§ Document:
And we’re straight into a Reward Challenge. Of course, the tribe members of Huahpu have already won because they’re not John Rocker’s teammate. Now is a time for an early test regarding the understanding of Survivor. Boston Strong Jeremy immediately fails. He volunteers to compete for his tribe, which Probst politely describes as an opportunity to prove himself a hero to his new teammates. The flip side is that it’s also a chance to become a goat right off the bat. Also, he’s putting his neck on the line for no reason, when a smarter player would try to stay in the shadows.

Jeremy is instantly punished for his transgression when he is told that he’ll be competing against his wife for reward. Important rule: Remember the theme of the show. And the news gets worse when they two of them are told that the loser of their duel will go to Exile Island, meaning that one of the two of them will be miserable for the next couple of days (and also won’t have the opportunity to play a critical early social game). But hey, the winner gets flint and beans!

§ Set problem 1:
Recast the records as a JSON list of strings, one string per line and no blank lines, starting at the line that contains "Is there any blue" and ending at the last line of the records.
The records have nothing to do with the text above them.

§ Record set:
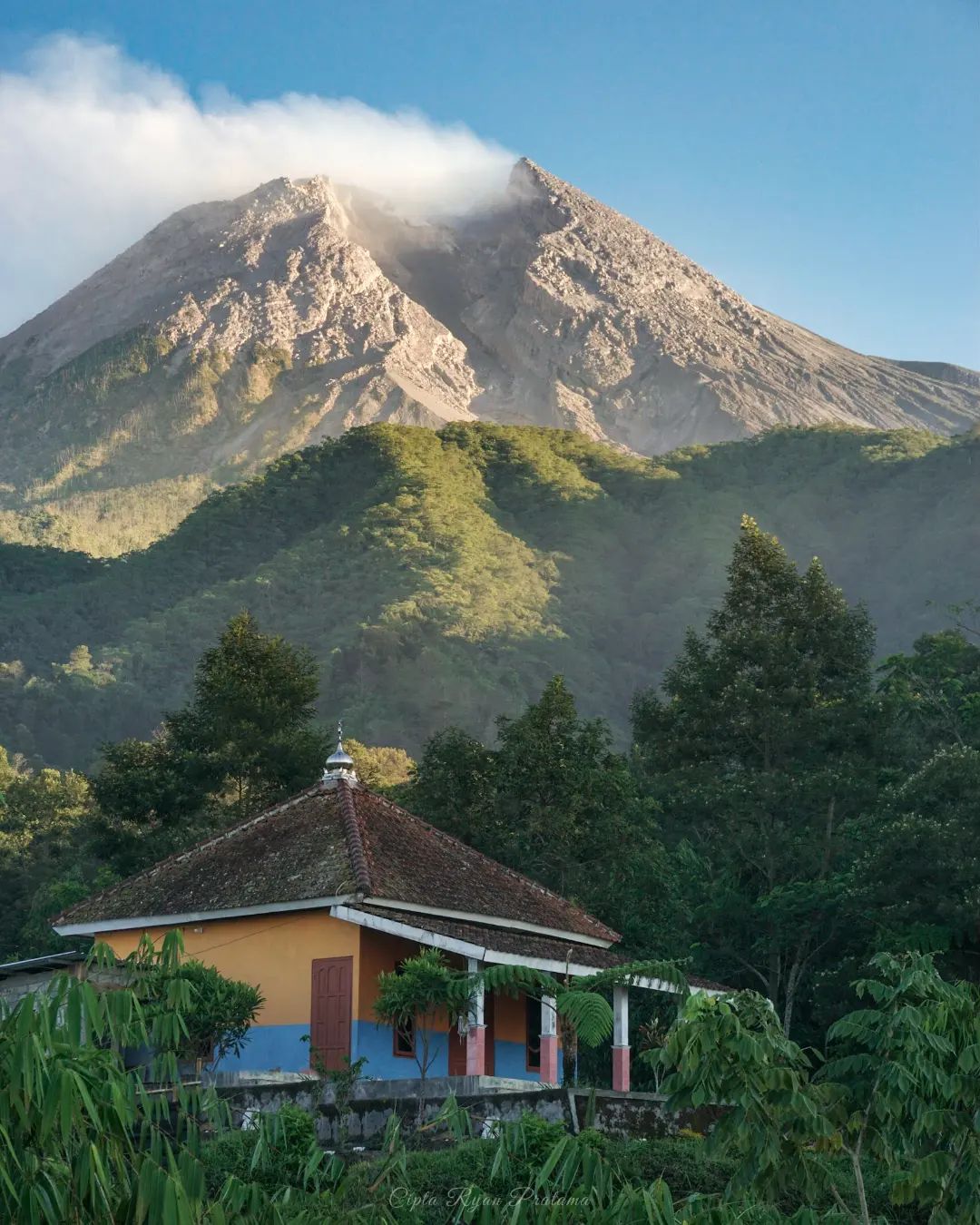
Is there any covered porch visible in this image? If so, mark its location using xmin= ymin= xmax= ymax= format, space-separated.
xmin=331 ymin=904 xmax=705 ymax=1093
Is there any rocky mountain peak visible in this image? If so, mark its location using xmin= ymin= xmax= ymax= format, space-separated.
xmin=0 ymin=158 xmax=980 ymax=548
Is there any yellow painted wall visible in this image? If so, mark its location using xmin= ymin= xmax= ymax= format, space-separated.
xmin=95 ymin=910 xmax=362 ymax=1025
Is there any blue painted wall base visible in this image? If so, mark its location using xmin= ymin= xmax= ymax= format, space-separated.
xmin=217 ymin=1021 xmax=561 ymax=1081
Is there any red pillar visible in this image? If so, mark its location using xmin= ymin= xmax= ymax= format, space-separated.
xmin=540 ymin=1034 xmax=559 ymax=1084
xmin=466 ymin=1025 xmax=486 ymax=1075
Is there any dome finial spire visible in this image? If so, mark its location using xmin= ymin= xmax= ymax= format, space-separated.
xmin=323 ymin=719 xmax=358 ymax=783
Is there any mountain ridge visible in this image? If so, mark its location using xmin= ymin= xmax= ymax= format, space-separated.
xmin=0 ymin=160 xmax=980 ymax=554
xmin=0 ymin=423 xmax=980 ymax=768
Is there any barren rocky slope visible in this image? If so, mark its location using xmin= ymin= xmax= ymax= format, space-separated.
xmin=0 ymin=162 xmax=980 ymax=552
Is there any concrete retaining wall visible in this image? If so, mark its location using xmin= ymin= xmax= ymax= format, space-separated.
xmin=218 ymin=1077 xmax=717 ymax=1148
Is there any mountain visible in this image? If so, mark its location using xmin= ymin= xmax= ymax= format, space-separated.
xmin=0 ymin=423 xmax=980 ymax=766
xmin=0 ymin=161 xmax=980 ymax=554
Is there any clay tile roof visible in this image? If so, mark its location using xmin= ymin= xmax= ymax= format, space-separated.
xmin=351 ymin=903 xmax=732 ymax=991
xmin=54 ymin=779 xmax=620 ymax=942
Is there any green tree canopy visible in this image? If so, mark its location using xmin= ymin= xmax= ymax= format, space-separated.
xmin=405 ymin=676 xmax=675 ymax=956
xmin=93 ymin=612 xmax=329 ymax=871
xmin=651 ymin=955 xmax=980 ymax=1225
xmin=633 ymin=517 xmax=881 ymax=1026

§ Set problem 2:
Translate this sentence from the Survivor recap into Spanish: "Jeremy is instantly punished for his transgression when he is told that he'll be competing against his wife for reward."

§ Complete output 1:
[
  "Is there any blue painted wall base visible in this image? If so, mark its location using xmin= ymin= xmax= ymax= format, space-separated.",
  "xmin=217 ymin=1021 xmax=561 ymax=1081",
  "Is there any red pillar visible in this image? If so, mark its location using xmin= ymin= xmax= ymax= format, space-separated.",
  "xmin=540 ymin=1034 xmax=559 ymax=1084",
  "xmin=466 ymin=1025 xmax=486 ymax=1075",
  "Is there any dome finial spire visible in this image? If so, mark its location using xmin= ymin= xmax= ymax= format, space-separated.",
  "xmin=323 ymin=719 xmax=358 ymax=783",
  "Is there any mountain ridge visible in this image? If so, mark its location using xmin= ymin= xmax= ymax= format, space-separated.",
  "xmin=0 ymin=160 xmax=980 ymax=554",
  "xmin=0 ymin=423 xmax=980 ymax=768",
  "Is there any barren rocky slope visible in this image? If so, mark its location using xmin= ymin= xmax= ymax= format, space-separated.",
  "xmin=0 ymin=162 xmax=980 ymax=552",
  "Is there any concrete retaining wall visible in this image? If so, mark its location using xmin= ymin= xmax= ymax= format, space-separated.",
  "xmin=218 ymin=1077 xmax=717 ymax=1148",
  "Is there any mountain visible in this image? If so, mark its location using xmin= ymin= xmax= ymax= format, space-separated.",
  "xmin=0 ymin=423 xmax=980 ymax=766",
  "xmin=0 ymin=161 xmax=980 ymax=554",
  "Is there any clay tile roof visible in this image? If so, mark its location using xmin= ymin= xmax= ymax= format, space-separated.",
  "xmin=351 ymin=903 xmax=732 ymax=991",
  "xmin=54 ymin=779 xmax=620 ymax=942",
  "Is there any green tree canopy visible in this image? If so, mark its location using xmin= ymin= xmax= ymax= format, space-separated.",
  "xmin=405 ymin=676 xmax=675 ymax=956",
  "xmin=93 ymin=612 xmax=329 ymax=871",
  "xmin=651 ymin=955 xmax=980 ymax=1225",
  "xmin=633 ymin=517 xmax=881 ymax=1026"
]

§ Complete output 2:
Jeremy es castigado de inmediato por su transgresión cuando le dicen que competirá contra su esposa por la recompensa.